**** DATASET EXCERPTS ****
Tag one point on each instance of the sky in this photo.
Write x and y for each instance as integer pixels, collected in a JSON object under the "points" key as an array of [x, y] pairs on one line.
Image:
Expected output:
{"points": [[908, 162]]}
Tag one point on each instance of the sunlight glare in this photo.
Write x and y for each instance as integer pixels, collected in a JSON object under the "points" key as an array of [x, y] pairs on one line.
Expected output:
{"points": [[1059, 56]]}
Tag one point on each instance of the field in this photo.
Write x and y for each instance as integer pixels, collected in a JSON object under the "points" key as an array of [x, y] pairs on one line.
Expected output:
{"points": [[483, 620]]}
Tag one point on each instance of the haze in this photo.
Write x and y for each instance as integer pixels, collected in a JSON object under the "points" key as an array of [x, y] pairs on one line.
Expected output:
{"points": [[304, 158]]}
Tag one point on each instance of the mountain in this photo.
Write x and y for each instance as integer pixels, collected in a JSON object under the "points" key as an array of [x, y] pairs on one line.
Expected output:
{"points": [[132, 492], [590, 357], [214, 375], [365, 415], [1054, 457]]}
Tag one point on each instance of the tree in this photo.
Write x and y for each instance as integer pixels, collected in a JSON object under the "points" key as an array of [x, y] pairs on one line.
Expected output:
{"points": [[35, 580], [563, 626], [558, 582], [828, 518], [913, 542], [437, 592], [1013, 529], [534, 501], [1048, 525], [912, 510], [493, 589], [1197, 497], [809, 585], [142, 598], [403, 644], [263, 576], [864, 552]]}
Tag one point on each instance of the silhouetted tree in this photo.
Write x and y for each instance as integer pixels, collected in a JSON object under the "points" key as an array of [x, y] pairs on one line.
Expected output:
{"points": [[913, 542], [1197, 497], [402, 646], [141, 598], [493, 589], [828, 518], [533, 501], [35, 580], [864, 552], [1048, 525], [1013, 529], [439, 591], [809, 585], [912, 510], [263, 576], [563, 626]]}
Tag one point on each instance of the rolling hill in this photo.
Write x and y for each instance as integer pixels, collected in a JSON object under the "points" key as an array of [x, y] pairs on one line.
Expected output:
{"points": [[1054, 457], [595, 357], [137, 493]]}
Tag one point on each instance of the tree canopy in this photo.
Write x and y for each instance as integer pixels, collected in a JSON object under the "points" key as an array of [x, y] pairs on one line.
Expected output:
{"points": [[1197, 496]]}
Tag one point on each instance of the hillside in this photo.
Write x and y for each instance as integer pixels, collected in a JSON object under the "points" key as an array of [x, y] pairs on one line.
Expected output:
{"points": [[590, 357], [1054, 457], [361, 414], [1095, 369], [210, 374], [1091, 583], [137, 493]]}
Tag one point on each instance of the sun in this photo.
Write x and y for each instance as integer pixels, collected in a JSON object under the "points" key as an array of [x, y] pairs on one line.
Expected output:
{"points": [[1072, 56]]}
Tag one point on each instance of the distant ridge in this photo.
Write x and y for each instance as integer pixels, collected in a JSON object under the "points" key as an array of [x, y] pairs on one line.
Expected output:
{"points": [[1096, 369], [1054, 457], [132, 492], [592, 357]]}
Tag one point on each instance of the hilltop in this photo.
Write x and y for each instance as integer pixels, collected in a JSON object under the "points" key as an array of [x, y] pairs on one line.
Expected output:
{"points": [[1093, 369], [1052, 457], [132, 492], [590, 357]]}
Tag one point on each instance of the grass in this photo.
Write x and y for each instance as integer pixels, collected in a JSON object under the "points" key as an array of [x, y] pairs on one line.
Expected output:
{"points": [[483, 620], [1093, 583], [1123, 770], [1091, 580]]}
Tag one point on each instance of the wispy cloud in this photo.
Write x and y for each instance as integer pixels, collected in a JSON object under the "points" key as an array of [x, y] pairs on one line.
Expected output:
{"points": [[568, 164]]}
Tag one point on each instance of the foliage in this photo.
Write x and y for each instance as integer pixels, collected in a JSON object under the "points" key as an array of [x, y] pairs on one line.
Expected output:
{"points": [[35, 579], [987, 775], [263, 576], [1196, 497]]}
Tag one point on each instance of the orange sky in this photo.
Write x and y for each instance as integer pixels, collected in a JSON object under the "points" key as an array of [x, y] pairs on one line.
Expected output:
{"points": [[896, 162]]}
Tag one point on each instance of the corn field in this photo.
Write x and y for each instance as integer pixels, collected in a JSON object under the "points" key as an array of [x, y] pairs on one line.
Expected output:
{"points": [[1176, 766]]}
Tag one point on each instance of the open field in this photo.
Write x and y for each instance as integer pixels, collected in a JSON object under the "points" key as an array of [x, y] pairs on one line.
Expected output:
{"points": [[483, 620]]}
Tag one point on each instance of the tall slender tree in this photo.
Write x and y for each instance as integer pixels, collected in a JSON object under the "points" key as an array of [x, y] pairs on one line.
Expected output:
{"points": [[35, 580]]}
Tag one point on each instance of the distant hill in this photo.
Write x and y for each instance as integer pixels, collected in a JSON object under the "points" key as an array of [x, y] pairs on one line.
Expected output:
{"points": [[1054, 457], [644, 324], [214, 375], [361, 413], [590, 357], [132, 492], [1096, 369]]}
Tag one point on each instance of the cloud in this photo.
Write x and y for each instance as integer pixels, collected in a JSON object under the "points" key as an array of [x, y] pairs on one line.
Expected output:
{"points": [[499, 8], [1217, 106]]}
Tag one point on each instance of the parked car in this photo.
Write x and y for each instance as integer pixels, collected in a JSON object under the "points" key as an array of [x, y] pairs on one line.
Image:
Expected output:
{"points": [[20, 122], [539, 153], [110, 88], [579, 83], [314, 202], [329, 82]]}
****
WHAT THE TASK REQUIRES | Within the listing, how many lines hold the string "distant"? State that number alone.

TASK OUTPUT | 2